- Document segment:
§ §

Just out of curiosity, why do you believe we should draw the line at Augustinianism/Pelagianism and not at Sola Fide/Sacerdotalism?


----------



## Reformed Covenanter (Apr 17, 2019)

Charles Johnson said:


> Just out of curiosity, why do you believe we should draw the line at Augustinianism/Pelagianism and not at Sola Fide/Sacerdotalism?


I don't think it is easy to draw the line. Hence my original point.


----------



## Dachaser (Apr 17, 2019)

SeanPatrickCornell said:


> I think the issue is just a bit more complicated than that.





SeanPatrickCornell said:


> I think the issue is just a bit more complicated than that.


True, but those held positions would have meant teaching another gospel, so when did Rome officially teach those 2 points?


----------



## Dachaser (Apr 17, 2019)

Filter said:


> “The successor of Peter is the Vicar of Christ: he has been established as a mediator between God and man, below God but beyond man; less than God but more than man; who shall judge all and be judged by no one” - Pope Innocent III (1198-1216)
> 
> “I am caesar; I am emperor.”

§ §

- Problems:
• 1. Answer these questions about the forum thread on where to draw the theological line, one line per answer, marked to match:
(a) Which two pairs of positions does the question from Charles Johnson set against each other?
(b) What does Reformed Covenanter say about how easy it is to draw the line?
(c) Which pope is the statement about the Vicar of Christ attributed to, and what years are given with his name?
• 2. Duplicate the part of the forum thread on drawing the theological line that runs from "## Reformed Covenanter" up to and including "my original point.".
• 3. Pick up the forum thread on where to draw the theological line from the point where it stops, and keep writing it.

§ §

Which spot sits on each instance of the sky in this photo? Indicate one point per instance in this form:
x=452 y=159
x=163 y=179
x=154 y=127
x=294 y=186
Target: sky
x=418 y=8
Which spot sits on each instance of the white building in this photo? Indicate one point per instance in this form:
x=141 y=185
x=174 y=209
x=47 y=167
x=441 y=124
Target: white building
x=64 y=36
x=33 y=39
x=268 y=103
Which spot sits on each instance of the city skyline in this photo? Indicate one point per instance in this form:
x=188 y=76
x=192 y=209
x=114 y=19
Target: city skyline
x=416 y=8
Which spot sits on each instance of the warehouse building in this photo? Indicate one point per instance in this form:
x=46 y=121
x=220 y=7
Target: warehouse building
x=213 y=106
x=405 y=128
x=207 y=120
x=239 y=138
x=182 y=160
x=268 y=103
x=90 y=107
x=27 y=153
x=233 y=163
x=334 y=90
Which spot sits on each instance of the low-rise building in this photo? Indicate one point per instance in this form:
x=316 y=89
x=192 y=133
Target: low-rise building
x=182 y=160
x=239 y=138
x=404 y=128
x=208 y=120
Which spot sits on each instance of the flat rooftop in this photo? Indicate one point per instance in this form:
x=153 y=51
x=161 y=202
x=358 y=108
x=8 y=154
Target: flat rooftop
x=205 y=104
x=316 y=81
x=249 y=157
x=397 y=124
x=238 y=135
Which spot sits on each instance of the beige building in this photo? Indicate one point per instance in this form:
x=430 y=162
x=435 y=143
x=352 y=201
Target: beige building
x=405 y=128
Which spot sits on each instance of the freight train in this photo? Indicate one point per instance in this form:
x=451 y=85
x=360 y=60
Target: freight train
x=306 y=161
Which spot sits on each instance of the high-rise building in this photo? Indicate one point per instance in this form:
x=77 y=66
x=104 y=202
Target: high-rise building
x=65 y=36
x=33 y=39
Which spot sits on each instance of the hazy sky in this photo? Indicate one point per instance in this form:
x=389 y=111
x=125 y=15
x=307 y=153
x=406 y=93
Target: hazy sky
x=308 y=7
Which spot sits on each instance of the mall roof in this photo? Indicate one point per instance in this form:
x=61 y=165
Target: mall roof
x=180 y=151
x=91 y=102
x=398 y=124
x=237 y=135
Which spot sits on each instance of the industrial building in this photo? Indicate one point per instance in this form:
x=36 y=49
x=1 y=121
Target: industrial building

§ §

- Results for the exercise:
• 1.
(a) Augustinianism/Pelagianism and Sola Fide/Sacerdotalism.
(b) Reformed Covenanter says, "I don't think it is easy to draw the line."
(c) Pope Innocent III, with the years 1198-1216.

• 2.
## Reformed Covenanter (Apr 17, 2019)

Charles Johnson said:


> Just out of curiosity, why do you believe we should draw the line at Augustinianism/Pelagianism and not at Sola Fide/Sacerdotalism?


I don't think it is easy to draw the line. Hence my original point.

• 3.
> “It is altogether necessary for every human being to be subject to the Roman pontiff”
> ...


The Lord still today saves out His own people from among Apostate Rome, but whenever that Church started to hold to saved by Sacramental salvation proper is when to me went Apostate.


----------



## Charles Johnson (Apr 17, 2019)

Dachaser said:


> The Lord still today saves out His own people from among Apostate Rome, but whenever that Church started to hold to saved by Sacramental salvation proper is when to me went Apostate.


Sacramental salvation and transubstantiation are co-essential, no?


----------



## Dachaser (Apr 19, 2019)

Charles Johnson said:


> Sacramental salvation and transubstantiation are co-essential, no?


Both are heresies of the Church of Rome.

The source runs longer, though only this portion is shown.